*Input*:
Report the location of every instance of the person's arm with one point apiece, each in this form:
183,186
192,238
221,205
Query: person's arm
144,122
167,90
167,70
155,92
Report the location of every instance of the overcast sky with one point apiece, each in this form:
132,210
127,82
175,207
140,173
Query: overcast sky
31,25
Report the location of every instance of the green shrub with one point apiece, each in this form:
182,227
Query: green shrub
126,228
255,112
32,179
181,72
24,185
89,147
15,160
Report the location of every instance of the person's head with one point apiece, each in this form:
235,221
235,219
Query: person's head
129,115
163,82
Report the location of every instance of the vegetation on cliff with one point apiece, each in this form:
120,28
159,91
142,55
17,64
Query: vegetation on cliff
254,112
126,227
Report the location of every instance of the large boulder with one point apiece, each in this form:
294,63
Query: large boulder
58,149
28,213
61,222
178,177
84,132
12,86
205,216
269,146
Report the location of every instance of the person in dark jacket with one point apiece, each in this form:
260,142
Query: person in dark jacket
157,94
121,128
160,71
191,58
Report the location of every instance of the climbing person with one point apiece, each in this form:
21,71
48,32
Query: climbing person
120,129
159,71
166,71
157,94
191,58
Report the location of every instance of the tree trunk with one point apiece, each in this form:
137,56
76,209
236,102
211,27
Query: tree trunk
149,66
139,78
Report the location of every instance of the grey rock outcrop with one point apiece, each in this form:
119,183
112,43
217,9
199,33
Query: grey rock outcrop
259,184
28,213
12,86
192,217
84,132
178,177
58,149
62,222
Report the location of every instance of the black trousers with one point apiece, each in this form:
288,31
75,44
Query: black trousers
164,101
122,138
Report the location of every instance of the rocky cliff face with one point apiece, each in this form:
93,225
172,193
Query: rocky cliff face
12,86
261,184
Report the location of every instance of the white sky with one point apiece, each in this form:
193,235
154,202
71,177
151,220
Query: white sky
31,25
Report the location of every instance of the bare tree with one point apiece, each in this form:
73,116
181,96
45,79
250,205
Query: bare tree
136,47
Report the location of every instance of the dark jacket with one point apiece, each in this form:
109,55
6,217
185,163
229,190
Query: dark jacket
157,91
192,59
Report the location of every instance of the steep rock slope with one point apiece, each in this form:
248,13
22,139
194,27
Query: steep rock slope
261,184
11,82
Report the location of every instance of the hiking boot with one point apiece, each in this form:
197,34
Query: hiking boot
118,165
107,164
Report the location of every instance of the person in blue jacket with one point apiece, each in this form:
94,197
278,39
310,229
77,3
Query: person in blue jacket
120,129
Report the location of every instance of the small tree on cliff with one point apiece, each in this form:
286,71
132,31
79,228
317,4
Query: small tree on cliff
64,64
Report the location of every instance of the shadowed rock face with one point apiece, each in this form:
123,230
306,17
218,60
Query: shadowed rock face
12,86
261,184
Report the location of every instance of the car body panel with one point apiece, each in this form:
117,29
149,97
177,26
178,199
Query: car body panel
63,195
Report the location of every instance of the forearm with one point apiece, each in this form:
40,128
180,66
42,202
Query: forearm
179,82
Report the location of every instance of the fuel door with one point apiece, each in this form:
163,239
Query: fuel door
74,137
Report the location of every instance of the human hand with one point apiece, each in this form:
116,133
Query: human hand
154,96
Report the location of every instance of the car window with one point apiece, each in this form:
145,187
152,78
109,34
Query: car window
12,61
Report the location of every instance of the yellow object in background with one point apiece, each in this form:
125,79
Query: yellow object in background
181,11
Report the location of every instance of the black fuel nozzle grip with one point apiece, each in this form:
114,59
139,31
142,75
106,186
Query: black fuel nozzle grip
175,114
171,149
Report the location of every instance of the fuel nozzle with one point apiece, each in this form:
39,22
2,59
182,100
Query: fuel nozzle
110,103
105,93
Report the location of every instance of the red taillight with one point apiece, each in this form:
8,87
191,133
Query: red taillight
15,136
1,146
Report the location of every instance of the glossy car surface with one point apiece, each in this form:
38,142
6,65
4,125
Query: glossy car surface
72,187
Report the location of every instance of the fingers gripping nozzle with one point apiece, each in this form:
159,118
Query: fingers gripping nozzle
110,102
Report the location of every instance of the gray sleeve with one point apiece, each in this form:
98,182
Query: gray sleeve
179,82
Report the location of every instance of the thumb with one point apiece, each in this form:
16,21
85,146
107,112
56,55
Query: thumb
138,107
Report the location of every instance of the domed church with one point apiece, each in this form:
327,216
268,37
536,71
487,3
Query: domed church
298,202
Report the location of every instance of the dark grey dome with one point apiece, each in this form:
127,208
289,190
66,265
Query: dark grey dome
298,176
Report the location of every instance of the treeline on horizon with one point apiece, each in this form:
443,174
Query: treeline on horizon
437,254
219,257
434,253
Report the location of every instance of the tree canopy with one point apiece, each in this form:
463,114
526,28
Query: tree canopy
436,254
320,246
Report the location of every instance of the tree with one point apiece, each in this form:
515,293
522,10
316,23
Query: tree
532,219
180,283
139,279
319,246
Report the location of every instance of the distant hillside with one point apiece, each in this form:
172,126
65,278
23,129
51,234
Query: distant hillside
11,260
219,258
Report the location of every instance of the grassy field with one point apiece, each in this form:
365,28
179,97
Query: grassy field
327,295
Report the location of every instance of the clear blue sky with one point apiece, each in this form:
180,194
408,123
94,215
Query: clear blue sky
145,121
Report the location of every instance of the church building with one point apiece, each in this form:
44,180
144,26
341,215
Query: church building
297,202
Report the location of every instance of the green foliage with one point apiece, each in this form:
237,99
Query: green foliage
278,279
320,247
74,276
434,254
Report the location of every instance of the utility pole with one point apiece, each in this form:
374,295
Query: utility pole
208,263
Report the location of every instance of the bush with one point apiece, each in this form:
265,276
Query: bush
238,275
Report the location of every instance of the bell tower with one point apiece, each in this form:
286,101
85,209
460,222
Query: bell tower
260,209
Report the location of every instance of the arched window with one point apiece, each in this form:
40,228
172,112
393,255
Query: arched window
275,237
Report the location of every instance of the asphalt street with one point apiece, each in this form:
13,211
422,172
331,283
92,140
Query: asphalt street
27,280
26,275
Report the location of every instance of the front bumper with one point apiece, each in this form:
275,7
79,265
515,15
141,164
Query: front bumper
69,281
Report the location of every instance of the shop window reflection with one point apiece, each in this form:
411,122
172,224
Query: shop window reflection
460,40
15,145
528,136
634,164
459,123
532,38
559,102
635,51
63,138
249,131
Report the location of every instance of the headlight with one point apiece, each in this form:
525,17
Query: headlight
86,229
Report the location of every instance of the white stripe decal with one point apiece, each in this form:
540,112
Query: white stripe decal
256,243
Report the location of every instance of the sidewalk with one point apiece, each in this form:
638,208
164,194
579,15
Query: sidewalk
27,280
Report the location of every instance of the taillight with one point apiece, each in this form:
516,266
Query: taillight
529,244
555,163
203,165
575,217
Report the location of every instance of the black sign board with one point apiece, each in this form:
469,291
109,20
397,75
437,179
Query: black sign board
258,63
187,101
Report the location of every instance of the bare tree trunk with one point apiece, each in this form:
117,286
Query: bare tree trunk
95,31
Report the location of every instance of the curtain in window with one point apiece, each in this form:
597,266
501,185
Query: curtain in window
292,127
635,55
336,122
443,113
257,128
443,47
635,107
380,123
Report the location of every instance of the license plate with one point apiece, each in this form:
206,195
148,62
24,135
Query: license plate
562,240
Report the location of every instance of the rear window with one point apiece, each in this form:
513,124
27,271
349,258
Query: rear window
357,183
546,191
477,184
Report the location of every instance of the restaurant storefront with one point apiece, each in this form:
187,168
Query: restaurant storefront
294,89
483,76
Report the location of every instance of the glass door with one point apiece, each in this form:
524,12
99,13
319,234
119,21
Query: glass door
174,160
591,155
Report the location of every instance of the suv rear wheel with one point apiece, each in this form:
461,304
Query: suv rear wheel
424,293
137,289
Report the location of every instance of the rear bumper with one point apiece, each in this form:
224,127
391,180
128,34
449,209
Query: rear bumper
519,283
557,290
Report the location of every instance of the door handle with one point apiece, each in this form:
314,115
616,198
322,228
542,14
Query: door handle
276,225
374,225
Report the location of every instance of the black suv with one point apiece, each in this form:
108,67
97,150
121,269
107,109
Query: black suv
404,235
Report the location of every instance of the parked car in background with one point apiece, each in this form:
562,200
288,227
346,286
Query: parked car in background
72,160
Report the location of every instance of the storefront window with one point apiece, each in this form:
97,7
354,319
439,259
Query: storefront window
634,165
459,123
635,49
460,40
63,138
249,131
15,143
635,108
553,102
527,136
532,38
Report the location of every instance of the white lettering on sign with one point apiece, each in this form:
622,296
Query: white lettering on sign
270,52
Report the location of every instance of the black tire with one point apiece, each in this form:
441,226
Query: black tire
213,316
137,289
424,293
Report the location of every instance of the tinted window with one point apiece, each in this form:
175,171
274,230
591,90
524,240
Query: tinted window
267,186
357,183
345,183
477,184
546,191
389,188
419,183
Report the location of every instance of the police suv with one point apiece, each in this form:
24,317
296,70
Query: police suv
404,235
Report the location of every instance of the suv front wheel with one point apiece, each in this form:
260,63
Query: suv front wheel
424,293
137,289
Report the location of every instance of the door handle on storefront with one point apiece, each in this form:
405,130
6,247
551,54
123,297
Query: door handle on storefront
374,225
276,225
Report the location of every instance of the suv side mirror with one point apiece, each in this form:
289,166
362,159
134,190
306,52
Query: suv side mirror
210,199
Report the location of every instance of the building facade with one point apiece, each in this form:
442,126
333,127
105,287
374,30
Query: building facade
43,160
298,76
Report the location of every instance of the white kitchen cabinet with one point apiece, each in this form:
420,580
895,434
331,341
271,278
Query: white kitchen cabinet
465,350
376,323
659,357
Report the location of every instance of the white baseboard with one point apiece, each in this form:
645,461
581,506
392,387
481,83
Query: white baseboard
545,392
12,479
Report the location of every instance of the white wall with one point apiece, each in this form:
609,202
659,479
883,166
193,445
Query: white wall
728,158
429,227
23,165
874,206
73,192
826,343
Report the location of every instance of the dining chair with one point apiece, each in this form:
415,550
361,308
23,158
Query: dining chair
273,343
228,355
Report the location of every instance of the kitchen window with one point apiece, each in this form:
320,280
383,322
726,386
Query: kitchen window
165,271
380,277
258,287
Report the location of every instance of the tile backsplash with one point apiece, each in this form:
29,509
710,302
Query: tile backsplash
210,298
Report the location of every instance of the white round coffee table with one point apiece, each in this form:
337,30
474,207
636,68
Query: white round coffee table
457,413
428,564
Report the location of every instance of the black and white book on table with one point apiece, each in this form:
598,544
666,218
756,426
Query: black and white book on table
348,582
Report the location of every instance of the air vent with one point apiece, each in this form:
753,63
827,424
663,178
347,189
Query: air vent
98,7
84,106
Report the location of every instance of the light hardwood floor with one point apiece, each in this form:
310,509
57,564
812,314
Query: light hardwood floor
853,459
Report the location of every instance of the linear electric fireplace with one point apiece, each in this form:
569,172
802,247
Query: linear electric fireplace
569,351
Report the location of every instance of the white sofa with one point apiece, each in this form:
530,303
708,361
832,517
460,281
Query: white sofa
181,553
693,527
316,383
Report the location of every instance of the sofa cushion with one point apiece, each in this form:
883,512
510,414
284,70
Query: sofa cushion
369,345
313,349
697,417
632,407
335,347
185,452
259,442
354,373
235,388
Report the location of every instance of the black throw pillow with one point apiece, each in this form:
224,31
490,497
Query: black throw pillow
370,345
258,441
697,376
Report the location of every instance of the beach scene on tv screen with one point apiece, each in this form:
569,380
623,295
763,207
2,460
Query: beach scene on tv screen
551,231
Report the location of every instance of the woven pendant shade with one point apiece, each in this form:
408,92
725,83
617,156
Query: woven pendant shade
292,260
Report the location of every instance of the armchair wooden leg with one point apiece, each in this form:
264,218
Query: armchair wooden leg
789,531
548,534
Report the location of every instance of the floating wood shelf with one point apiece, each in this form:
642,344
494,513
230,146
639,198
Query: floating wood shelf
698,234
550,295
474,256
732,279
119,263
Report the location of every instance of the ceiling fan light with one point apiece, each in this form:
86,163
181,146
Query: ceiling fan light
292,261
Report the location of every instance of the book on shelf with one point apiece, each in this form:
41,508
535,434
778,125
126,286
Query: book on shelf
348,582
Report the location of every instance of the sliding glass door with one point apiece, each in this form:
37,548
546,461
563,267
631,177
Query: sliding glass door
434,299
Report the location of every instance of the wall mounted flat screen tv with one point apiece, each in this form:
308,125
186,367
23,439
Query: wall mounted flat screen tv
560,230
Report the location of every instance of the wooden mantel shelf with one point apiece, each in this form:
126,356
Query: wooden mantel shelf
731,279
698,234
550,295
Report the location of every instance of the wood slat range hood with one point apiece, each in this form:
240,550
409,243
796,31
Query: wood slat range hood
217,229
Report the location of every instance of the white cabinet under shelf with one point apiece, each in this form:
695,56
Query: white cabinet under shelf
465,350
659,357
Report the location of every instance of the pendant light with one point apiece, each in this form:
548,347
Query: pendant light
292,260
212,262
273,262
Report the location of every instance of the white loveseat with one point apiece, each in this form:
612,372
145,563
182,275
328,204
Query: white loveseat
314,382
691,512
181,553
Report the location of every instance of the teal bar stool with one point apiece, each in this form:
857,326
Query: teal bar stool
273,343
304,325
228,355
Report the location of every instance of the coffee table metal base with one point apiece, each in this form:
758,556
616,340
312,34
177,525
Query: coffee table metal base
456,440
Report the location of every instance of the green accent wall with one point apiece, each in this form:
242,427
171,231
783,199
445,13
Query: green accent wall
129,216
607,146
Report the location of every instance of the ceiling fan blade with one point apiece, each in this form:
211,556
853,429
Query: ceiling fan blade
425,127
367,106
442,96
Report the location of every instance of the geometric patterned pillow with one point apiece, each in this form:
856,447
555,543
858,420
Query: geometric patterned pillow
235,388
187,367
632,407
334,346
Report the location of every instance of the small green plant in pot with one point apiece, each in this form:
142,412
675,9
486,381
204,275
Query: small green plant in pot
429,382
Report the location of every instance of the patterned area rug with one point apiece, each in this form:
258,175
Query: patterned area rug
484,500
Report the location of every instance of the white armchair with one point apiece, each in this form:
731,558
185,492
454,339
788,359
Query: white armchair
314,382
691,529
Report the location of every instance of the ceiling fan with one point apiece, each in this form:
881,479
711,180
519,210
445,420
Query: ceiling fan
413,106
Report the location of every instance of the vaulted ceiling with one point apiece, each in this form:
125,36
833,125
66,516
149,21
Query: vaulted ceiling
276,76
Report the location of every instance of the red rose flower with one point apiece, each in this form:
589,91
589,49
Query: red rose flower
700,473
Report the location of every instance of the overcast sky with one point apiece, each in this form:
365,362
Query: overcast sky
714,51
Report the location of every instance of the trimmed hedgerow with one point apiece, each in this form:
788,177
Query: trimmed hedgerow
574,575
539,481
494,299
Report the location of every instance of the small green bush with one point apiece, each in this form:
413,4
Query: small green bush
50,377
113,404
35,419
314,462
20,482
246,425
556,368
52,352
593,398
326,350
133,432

*The task*:
Above are the entries; repeat their lines exactly, from the first through the one that contains "Report the location of every instance of the green shrub".

*Final answer*:
Report the location of every instance of the person's arm with one point apiece, each in this form:
183,186
192,238
221,205
Query: person's arm
144,122
167,90
167,70
155,92
Report the location of every instance of the overcast sky with one point apiece, each in this form:
132,210
127,82
175,207
140,173
Query: overcast sky
31,25
Report the location of every instance of the green shrub with one point apiece, each in this form:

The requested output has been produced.